Extract —
========================================

According to McGilchrist

There are two kinds of purpose. There’s the kind that the left hemisphere understands, which is the purposing of a tool or a machine to fulfill your will. Once it has fulfilled your will, it’s job is done.

There’s another kind of purpose which belongs to all the things that we like and love. It belongs to games; it belongs to our relationships, to our experience of spirality and of art. They’re not purpose-less. From the point of view of the left hemisphere, you might as well not bother with them, because they have no purpose. However, they are supremely purposeful, because they contain within them something which calls to us and makes us move toward them and beyond. This is not in some designed way by an engineering god. That is a terrible idea that the left hemisphere has dreamt up. It deifies itself as the organizer and mechanic of everything. It says, “God is like that.” But what I understand by god is nothing like that. When I talk about purpose and talk about these values as being values in themselves, ends in themselves. I’m suggesting that we need to re-imagine what we mean by those values and by that purpose.

I like how he points out two different concepts of purpose, one extrinsic and one intrinsic. And I think those two different views show themselves in this discussion in various ways, particularly the first concept: that of a tool.

I think underneath many views of meaninglessness is the assumption that the meaning of our lives results from our being made or coming into being in order to fulfill a role, complete a job, carry out some assignment. The assumption is that without a specific reason for our existence, beyond existence itself, existence is meaningless, absurd (out of tune).

========================================

Given material —
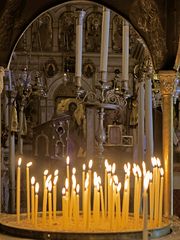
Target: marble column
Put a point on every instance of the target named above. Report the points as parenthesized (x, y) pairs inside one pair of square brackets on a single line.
[(141, 122), (148, 118), (1, 88), (79, 42), (125, 55), (167, 83), (104, 44)]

========================================

Problems —
[A] Decide whether each statement agrees with the passage on purpose, answering yes or no and quoting the deciding words of the passage: (i) the left hemisphere understands the purpose of a tool or a machine; (ii) games and relationships are described as purpose-less; (iii) the idea of a god designing things like an engineer is said to come from the left hemisphere.
[B] Go on with the passage on purpose, starting right after its final sentence.
The listing plays no part in this work.

Outputs in order —
[A]
(i) Yes: "There’s the kind that the left hemisphere understands, which is the purposing of a tool or a machine to fulfill your will."
(ii) No: "They’re not purpose-less."
(iii) Yes: "That is a terrible idea that the left hemisphere has dreamt up."

[B]
If I understand this idea correctly, does it mean, then, that our lives are meaningful only if they function as a tool to fulfill someone else’s purpose? If that is the case, is that what one would want to be the source of the meaning of one’s life? Certainly it might depend a great deal on who we imagine that someone is. But still…is that desirable? I don’t think this idea works even for Christians.

I think this segment from the long quote above is valuable:

When I talk about purpose and talk about these values as being values in themselves, ends in themselves.

It seems like it’s asking too much to see meaning in our lives in this way, accepting subjectivity as part of the package, being less invested in “ultimates.” In focusing so heavily on ultimates (and our inability to participate in or change them), we tend to miss the real value of our own lives and those of others. In missing it, we are poorer. Starving at a feast.

I’ll bring Sisyphus back, the poster-boy of nihilism. Aside from his mythical existence, he can’t fit the bill of the nihilist. Sisyphus’s meaningless existence was created for him with a purpose – punishment. Sisyphus’s existence is a paradox, particularly, if one sees meaning in life tied to an assigned purpose. I don’t think we need it.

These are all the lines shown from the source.